== Data to use ==
....................

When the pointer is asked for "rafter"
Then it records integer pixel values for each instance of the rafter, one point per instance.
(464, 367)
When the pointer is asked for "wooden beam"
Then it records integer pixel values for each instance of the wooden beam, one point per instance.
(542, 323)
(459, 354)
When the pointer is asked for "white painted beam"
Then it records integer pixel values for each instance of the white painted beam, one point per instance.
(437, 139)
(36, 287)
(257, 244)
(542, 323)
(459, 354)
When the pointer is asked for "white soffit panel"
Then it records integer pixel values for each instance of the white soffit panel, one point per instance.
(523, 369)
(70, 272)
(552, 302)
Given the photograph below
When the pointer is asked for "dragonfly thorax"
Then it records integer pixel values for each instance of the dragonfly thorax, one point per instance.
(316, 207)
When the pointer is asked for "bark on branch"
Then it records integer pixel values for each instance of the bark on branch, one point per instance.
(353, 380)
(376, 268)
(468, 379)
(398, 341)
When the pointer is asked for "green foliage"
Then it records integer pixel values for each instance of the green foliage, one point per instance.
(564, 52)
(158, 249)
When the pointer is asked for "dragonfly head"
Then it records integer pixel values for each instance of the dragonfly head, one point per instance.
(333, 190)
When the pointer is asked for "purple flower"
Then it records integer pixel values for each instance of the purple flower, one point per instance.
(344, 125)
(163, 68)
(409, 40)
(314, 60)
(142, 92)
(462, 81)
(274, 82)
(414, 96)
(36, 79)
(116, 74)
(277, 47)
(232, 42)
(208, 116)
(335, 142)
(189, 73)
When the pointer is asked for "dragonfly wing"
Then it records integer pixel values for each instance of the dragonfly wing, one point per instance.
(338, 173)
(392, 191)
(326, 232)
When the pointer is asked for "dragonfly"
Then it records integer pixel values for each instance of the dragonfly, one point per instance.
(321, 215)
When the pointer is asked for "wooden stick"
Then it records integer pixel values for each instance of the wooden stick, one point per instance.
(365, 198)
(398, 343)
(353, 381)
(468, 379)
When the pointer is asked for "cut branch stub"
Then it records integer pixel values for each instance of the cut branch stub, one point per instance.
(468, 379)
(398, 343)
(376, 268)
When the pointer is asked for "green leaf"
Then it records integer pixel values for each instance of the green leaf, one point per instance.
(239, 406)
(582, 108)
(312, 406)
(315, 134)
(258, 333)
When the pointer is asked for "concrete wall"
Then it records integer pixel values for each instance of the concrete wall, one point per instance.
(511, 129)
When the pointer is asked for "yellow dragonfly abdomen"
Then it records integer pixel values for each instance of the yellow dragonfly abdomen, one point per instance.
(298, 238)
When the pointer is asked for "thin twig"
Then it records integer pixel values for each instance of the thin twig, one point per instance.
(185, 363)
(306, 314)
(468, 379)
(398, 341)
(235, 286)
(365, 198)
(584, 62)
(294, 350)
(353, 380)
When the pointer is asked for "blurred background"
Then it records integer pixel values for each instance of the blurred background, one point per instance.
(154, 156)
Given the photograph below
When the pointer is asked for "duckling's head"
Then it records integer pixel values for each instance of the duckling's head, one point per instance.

....................

== Written exercise ==
Please return every line of the listing above that contains the word "soffit". Case counts.

== The solution ==
When the pointer is asked for "white soffit panel"
Then it records integer pixel values for each instance of the white soffit panel, one point per instance.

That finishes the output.